### THE TASK
Reproduce without alteration everything from the line containing "point per instance: white wall" down to the last line of the items, both ends included.

(Dataset entries)
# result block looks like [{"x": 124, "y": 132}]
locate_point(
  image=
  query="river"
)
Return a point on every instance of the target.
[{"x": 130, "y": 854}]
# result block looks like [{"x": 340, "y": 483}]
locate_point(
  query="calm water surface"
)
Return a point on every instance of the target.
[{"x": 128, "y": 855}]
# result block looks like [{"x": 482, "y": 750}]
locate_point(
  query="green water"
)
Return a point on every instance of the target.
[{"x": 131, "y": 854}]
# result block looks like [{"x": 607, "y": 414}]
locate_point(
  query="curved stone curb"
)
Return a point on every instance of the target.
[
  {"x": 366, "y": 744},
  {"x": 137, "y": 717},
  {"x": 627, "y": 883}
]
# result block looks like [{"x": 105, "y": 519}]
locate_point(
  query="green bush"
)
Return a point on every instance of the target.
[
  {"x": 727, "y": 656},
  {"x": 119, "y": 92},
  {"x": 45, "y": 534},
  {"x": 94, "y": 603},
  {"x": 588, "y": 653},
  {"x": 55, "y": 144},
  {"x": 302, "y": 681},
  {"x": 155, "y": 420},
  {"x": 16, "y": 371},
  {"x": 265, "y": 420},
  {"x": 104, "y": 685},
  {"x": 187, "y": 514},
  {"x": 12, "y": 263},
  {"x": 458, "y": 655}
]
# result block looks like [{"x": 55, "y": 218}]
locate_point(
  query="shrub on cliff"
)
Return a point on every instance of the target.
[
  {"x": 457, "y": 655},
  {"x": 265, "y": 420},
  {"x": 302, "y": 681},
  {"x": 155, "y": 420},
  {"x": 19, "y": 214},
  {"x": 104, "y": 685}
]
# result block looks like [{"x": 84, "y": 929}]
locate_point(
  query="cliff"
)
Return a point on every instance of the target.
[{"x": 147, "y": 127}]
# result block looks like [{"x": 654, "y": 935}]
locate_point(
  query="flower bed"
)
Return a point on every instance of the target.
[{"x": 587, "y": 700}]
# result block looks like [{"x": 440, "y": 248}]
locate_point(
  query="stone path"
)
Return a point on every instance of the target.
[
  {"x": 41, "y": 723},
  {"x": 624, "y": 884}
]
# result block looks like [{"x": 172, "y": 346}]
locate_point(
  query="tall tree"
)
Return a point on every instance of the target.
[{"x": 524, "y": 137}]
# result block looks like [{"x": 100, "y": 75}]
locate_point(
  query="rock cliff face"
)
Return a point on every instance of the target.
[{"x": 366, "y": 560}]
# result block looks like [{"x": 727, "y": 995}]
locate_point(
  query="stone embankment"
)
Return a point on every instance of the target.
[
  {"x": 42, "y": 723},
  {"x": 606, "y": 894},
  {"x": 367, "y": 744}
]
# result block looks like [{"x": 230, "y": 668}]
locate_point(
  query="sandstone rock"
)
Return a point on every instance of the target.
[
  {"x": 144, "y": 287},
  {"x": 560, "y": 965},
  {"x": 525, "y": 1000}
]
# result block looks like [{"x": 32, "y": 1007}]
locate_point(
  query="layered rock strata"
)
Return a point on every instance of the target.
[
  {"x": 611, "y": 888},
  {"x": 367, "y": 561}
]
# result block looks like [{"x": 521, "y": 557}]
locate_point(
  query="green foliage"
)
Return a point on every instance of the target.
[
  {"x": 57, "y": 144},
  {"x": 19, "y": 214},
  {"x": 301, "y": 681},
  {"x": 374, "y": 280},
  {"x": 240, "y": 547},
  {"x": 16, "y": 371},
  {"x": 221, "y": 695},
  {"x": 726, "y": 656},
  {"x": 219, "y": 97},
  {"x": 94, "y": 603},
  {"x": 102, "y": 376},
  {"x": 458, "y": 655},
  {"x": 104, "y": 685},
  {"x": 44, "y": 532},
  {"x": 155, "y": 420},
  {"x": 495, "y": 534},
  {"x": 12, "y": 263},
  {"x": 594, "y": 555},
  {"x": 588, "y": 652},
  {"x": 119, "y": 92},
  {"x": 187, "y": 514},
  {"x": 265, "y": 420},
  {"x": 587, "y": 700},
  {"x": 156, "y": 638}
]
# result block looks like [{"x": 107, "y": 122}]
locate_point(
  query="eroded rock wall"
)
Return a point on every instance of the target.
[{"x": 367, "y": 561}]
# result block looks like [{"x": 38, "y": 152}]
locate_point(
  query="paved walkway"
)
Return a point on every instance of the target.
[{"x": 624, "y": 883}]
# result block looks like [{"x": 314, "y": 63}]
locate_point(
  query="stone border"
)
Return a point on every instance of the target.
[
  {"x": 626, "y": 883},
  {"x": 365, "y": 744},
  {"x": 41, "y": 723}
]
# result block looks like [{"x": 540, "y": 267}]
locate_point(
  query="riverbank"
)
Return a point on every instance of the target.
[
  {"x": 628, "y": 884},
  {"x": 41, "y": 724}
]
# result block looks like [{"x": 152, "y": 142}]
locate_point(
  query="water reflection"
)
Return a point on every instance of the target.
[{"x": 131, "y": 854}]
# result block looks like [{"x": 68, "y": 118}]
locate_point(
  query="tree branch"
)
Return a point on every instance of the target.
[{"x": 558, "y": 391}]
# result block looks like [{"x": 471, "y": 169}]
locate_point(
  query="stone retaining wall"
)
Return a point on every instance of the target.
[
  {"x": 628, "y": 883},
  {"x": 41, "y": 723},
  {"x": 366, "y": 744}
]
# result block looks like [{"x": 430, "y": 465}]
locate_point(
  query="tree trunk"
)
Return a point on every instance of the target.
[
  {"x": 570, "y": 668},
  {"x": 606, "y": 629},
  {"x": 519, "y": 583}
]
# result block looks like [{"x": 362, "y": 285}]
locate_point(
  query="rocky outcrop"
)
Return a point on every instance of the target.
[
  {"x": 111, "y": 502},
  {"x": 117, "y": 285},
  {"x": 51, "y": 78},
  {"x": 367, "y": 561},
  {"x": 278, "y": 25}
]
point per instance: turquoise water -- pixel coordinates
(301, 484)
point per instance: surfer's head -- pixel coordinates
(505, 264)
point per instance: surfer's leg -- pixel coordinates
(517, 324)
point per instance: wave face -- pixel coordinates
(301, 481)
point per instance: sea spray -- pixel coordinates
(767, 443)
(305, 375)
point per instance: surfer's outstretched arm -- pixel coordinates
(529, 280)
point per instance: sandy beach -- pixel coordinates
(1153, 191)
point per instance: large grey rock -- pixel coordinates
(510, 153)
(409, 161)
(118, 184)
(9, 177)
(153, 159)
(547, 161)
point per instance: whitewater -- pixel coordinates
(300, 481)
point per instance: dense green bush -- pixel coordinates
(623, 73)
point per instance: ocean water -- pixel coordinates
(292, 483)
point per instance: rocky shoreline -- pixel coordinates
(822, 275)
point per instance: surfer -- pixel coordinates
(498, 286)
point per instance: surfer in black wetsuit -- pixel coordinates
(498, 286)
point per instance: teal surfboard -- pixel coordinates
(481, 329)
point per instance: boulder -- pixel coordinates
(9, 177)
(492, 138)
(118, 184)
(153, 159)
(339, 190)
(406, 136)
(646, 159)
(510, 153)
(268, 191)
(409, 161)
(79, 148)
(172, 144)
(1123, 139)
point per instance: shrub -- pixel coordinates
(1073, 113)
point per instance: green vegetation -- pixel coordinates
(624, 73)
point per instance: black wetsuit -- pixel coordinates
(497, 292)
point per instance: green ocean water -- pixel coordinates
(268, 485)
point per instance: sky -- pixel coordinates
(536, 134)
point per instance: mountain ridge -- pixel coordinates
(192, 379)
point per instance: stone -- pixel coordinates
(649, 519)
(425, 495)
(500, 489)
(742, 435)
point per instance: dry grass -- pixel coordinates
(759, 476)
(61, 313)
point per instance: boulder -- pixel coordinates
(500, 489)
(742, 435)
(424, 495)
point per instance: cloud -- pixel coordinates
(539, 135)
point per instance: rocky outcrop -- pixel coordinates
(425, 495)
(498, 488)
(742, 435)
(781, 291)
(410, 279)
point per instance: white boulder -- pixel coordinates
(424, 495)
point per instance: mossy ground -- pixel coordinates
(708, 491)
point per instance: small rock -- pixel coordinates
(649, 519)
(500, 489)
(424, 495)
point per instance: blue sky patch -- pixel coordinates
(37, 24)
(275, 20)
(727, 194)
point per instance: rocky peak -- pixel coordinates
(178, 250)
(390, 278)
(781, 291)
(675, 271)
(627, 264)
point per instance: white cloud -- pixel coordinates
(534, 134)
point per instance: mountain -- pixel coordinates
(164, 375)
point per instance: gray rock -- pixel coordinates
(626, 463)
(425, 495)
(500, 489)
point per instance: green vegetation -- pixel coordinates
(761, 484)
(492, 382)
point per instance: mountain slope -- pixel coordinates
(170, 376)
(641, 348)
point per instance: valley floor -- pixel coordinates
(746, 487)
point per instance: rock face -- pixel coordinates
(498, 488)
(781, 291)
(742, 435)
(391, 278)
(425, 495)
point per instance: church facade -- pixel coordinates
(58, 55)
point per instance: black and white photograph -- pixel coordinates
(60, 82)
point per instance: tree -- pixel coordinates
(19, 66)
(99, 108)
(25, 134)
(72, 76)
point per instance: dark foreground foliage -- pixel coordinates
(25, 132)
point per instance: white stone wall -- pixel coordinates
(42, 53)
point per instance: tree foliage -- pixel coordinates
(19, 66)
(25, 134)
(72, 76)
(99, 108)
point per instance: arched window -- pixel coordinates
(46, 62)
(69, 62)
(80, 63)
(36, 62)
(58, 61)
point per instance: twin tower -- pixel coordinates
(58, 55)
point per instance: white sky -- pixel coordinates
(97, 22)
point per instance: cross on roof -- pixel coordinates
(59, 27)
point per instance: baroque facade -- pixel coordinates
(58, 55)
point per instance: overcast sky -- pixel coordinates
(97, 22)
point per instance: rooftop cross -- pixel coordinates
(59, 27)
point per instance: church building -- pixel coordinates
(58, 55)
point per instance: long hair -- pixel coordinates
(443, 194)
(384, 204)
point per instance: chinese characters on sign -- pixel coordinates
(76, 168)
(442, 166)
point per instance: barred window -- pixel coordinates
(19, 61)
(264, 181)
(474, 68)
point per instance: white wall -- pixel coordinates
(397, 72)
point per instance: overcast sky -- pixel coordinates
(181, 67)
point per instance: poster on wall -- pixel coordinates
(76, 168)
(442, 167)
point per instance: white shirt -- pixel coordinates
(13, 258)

### RESPONSE
point per instance: white wall -- pixel coordinates
(397, 72)
point per instance: overcast sky -- pixel coordinates
(181, 67)
point per instance: poster on wall -- pixel coordinates
(76, 168)
(442, 167)
point per instance: white shirt -- pixel coordinates
(13, 258)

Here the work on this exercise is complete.